[[ Given data open ]]
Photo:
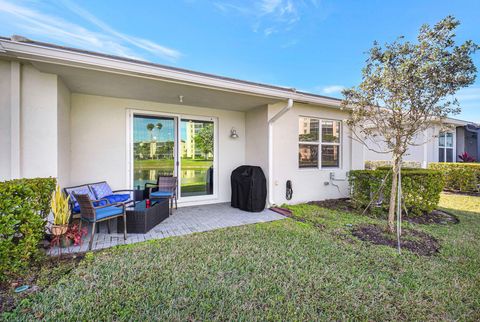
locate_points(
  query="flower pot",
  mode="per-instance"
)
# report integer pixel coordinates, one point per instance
(65, 242)
(58, 230)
[[ Given data closed ]]
What you return must match the records above exactly, minus any images.

Photo:
locate_points(
  query="flower pot",
  mode="per-instance"
)
# report integer pixel coordinates, one point per instance
(65, 242)
(58, 230)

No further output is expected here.